:: WHAT THE TASK ASKS ::
Count the lines in the material below that contain the string "tape". Reply with the number alone.

:: Excerpts from a point labeling dataset ::
###
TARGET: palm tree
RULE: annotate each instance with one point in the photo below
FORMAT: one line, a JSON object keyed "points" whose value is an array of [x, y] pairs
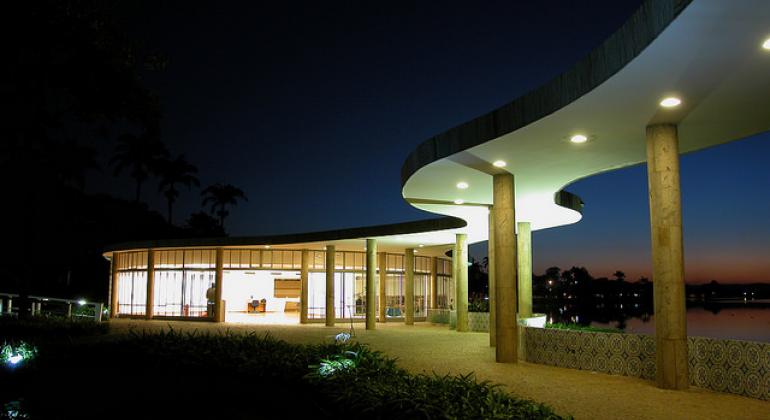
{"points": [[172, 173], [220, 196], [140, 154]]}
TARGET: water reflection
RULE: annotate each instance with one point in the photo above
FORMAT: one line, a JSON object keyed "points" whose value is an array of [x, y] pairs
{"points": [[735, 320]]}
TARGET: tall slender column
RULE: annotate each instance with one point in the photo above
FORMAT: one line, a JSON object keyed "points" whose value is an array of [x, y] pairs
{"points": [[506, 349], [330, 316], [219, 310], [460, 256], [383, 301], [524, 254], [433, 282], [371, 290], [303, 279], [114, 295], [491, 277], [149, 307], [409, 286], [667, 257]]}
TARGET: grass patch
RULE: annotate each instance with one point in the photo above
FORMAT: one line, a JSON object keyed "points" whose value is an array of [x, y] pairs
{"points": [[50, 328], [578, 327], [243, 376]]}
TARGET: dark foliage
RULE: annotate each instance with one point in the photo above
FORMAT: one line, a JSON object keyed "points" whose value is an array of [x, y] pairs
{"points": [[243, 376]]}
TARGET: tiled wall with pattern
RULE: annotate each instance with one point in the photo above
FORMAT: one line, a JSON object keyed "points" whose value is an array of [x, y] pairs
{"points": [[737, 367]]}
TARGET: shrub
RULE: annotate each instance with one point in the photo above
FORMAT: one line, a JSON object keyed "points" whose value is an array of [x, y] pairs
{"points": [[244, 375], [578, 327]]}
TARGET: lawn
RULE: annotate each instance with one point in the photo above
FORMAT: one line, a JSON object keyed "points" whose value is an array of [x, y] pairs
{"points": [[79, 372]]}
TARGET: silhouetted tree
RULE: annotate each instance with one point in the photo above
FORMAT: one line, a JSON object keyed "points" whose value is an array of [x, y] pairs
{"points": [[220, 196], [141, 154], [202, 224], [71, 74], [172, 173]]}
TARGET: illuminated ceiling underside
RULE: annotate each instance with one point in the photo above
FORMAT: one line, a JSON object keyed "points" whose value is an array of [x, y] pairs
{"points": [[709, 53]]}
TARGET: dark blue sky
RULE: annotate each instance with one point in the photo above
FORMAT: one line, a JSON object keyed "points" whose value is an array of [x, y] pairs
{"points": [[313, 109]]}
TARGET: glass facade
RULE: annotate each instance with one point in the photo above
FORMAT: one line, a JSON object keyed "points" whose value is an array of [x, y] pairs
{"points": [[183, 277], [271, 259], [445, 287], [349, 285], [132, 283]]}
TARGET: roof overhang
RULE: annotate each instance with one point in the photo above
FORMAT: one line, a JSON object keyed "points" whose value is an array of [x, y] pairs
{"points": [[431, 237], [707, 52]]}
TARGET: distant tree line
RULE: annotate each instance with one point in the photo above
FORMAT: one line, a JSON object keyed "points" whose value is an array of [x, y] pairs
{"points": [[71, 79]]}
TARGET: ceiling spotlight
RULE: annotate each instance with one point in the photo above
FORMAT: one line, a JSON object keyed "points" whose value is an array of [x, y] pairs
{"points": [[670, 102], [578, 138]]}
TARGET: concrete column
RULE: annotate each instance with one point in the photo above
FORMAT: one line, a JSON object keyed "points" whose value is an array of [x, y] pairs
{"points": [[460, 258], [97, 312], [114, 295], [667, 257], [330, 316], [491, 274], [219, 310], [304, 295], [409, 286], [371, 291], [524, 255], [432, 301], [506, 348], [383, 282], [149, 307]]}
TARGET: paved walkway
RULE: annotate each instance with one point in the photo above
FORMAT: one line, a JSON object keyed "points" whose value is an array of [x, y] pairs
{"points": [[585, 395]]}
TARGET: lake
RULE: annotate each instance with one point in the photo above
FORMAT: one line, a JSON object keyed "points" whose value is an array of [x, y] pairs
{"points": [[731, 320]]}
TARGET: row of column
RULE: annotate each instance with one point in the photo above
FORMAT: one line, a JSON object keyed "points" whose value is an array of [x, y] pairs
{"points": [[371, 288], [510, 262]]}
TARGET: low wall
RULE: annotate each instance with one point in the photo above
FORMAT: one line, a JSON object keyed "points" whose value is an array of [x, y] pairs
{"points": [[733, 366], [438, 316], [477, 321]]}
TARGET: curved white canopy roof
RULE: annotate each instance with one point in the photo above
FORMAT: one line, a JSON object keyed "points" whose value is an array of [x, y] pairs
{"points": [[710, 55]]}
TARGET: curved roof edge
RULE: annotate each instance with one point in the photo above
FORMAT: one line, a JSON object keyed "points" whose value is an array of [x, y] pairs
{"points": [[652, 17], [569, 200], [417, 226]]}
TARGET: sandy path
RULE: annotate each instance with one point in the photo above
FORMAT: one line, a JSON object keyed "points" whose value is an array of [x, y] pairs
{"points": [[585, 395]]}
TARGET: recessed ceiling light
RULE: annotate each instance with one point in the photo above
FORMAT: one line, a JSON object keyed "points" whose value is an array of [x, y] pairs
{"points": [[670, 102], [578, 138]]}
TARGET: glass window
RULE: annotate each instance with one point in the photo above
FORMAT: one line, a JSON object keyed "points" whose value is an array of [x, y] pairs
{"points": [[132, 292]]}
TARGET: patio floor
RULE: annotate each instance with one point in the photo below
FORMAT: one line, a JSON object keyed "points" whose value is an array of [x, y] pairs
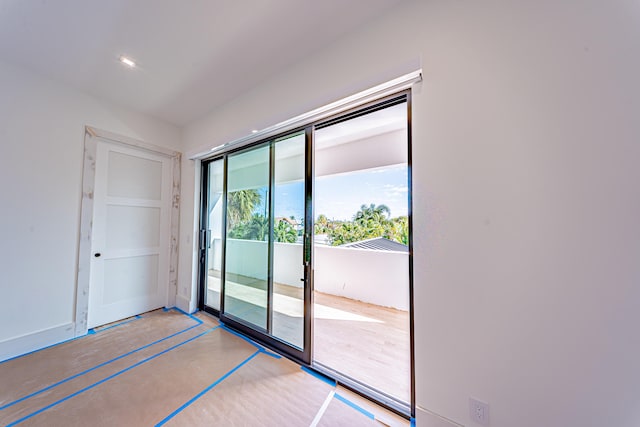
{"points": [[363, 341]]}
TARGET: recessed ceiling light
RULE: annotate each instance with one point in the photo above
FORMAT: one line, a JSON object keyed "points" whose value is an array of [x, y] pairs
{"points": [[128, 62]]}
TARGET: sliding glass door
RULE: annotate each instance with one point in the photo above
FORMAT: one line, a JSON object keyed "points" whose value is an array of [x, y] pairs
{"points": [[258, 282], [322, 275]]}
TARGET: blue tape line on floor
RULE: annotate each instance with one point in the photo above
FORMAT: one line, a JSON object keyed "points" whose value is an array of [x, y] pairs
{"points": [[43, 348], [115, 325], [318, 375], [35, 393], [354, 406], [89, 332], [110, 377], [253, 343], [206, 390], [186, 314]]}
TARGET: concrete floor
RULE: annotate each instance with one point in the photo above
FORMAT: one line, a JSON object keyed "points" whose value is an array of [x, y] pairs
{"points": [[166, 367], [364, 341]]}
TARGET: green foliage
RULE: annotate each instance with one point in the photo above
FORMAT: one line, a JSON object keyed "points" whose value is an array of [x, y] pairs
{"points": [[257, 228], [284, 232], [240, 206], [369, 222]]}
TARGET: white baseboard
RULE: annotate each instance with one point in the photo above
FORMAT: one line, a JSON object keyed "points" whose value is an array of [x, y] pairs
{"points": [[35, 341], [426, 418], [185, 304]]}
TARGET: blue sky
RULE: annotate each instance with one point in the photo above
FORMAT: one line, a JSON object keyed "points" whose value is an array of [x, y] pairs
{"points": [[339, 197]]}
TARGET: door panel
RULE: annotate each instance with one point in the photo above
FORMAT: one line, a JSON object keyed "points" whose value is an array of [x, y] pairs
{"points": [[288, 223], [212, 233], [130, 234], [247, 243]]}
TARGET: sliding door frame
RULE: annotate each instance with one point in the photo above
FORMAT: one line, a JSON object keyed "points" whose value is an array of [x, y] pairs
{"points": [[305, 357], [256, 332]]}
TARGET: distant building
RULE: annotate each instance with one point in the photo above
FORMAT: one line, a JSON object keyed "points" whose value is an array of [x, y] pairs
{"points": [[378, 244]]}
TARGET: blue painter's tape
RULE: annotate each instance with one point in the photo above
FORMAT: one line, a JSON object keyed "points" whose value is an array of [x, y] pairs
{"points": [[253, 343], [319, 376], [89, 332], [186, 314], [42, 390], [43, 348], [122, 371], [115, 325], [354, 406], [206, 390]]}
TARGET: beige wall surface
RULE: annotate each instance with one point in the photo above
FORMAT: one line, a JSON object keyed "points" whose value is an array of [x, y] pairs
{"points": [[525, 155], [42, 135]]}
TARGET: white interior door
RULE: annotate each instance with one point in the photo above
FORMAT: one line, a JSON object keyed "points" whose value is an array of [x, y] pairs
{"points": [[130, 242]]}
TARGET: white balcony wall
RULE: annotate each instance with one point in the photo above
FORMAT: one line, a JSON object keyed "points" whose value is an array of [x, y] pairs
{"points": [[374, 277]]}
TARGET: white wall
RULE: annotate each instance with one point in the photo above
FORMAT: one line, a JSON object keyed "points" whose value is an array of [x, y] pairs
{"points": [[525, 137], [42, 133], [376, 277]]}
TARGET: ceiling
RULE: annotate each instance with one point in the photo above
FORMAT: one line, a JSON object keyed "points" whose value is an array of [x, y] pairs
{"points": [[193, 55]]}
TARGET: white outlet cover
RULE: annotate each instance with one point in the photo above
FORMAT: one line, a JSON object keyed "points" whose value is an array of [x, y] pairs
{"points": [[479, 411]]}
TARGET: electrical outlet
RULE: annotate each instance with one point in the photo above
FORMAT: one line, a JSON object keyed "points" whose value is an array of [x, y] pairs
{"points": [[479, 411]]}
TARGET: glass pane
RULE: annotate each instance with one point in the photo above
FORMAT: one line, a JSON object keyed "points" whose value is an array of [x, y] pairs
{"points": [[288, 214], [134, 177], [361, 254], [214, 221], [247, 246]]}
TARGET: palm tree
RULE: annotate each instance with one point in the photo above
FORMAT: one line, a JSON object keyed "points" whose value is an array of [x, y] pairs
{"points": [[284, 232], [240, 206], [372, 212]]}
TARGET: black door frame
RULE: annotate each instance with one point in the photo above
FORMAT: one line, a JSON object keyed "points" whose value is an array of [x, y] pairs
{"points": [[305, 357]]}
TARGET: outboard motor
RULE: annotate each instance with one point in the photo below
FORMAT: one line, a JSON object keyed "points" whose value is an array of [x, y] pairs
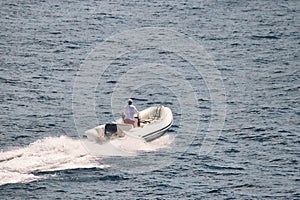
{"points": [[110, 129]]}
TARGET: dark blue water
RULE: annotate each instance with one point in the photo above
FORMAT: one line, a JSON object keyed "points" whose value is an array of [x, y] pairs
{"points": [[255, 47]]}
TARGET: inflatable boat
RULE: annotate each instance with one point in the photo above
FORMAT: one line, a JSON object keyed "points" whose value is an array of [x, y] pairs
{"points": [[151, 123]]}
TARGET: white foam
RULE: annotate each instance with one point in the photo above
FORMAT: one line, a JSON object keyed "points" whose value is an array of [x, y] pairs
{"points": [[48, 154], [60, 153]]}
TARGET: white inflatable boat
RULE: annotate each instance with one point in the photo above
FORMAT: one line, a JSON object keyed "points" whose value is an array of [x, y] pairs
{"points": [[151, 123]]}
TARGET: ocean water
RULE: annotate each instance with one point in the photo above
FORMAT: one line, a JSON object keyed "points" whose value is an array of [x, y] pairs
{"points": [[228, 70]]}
###
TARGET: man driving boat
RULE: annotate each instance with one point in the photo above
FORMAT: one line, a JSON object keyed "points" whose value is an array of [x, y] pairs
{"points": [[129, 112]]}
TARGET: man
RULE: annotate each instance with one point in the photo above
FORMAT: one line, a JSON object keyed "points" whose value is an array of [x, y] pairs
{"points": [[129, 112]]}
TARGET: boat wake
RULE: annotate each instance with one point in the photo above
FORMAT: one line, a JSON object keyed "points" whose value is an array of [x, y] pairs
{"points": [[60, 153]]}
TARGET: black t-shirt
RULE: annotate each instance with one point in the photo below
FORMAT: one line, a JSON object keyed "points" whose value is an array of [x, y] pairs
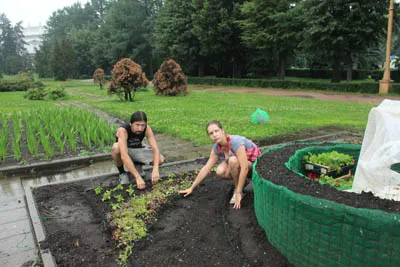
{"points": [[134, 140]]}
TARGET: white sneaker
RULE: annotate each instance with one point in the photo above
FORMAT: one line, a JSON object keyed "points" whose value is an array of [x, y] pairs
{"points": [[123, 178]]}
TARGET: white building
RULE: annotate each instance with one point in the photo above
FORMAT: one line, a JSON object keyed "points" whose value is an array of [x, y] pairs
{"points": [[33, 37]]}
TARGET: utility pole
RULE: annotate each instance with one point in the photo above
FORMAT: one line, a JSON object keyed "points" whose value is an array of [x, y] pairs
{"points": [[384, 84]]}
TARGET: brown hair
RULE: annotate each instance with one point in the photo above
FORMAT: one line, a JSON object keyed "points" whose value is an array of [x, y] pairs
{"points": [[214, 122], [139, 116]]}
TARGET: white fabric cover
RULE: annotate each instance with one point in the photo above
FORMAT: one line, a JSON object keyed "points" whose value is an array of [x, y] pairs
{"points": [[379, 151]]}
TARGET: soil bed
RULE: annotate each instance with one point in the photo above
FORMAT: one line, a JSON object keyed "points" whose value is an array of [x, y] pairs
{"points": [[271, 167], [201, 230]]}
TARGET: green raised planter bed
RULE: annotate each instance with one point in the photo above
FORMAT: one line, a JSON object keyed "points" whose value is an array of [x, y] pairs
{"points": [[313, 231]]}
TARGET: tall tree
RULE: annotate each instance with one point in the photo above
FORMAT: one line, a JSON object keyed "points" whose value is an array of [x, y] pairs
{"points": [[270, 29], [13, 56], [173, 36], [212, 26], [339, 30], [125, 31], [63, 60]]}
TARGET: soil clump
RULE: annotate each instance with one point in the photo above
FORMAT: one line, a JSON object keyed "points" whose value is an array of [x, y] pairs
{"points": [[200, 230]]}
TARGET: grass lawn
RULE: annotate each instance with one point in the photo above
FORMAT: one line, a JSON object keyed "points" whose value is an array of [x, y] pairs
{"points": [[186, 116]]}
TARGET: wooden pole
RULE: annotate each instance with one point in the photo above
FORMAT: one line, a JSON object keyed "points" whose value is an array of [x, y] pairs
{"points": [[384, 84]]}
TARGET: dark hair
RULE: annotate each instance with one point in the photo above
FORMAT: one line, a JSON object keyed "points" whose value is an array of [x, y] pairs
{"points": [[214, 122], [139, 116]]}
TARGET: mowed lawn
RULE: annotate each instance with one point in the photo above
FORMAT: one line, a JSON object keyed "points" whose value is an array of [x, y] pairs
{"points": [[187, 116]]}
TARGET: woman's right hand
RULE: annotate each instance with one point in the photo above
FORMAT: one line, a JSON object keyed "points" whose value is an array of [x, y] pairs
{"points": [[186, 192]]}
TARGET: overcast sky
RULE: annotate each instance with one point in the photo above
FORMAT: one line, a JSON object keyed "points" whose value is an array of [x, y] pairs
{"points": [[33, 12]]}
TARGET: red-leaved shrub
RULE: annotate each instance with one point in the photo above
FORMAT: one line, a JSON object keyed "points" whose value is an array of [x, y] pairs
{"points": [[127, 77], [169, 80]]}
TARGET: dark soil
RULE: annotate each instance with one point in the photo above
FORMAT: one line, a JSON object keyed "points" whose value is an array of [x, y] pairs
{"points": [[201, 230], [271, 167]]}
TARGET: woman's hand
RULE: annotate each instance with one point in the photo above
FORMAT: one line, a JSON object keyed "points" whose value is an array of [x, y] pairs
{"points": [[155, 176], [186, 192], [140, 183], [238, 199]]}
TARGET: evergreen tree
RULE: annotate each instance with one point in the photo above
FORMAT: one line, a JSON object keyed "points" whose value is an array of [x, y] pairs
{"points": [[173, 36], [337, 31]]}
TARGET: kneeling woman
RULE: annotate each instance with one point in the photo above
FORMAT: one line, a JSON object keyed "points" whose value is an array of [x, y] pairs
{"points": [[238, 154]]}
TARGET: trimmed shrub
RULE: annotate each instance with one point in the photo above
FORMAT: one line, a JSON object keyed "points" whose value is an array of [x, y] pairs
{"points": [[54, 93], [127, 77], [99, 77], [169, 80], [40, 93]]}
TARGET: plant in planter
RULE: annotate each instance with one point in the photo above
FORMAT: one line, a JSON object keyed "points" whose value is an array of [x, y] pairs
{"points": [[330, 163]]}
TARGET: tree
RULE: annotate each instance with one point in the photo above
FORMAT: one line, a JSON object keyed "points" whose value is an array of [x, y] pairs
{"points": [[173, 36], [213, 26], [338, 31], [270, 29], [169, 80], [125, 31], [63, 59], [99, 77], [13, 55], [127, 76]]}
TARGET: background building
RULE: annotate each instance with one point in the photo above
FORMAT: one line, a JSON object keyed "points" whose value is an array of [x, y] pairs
###
:: REPLY ::
2